Set problem:
In the material below, repeat only the lines from the one that holds "Where can you spot the eyebrow" through the final line, exactly as they stand.

Task input:

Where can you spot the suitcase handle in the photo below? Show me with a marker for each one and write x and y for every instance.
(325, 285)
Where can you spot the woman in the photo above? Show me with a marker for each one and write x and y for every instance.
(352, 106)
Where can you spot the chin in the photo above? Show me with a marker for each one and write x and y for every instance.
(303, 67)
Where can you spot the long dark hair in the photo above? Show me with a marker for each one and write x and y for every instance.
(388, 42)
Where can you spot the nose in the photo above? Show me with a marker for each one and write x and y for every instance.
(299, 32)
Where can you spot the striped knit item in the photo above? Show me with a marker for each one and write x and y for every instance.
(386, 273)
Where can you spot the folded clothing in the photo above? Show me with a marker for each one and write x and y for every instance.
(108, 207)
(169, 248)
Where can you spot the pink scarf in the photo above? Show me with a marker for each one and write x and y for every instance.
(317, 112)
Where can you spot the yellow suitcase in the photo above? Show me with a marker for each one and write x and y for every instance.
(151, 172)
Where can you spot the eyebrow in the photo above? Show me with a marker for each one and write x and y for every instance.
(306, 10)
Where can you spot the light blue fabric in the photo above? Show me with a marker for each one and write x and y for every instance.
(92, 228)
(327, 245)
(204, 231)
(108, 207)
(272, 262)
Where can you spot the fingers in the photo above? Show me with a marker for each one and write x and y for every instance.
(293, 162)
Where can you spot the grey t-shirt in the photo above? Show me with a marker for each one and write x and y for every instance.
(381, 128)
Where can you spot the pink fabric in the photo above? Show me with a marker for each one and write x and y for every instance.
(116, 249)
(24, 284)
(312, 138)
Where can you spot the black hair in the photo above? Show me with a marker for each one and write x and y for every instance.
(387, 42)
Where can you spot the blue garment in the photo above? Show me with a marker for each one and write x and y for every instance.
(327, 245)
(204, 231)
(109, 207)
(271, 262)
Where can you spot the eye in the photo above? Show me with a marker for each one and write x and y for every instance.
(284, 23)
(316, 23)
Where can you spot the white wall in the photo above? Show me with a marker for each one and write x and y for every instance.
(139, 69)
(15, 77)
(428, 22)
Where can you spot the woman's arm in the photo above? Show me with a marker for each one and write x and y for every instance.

Answer to this exercise:
Where can you spot the eyebrow in the photo above? Show me with a marker for each one and write x and y for every instance.
(306, 10)
Where can you spot the light blue fabric in the photo above? Show me with a marker for each one and write x and y for every instance.
(92, 228)
(327, 245)
(204, 231)
(108, 207)
(272, 262)
Where can you spot the fingers in the photo above? Show me with a marker for each one and write x and y for every instance.
(293, 162)
Where can you spot the grey t-shirt in the photo above? Show me with a marker for each one and write x and y for every instance.
(381, 128)
Where can you spot the pink fabric in the photo above? Show me with a marker for each one and write x and y for every instance.
(116, 249)
(24, 284)
(312, 138)
Where can you spot the black hair in the photo above? Show me with a marker for each one and write x and y for every instance.
(387, 42)
Where can you spot the blue garment in the photo above? Show me with a marker for each one and write x and y for every instance.
(327, 245)
(204, 231)
(109, 207)
(271, 262)
Where can you spot the eye in the photo above? Show me with a marker for each one and write x and y for every instance.
(284, 23)
(316, 23)
Where can you spot the white wall in the photo above? Show me with a marker for each one and write x and y for every instance.
(139, 69)
(15, 77)
(428, 22)
Where can you spot the woman's arm in the photo above? Show me with a marker for each one and write x and y for every instance.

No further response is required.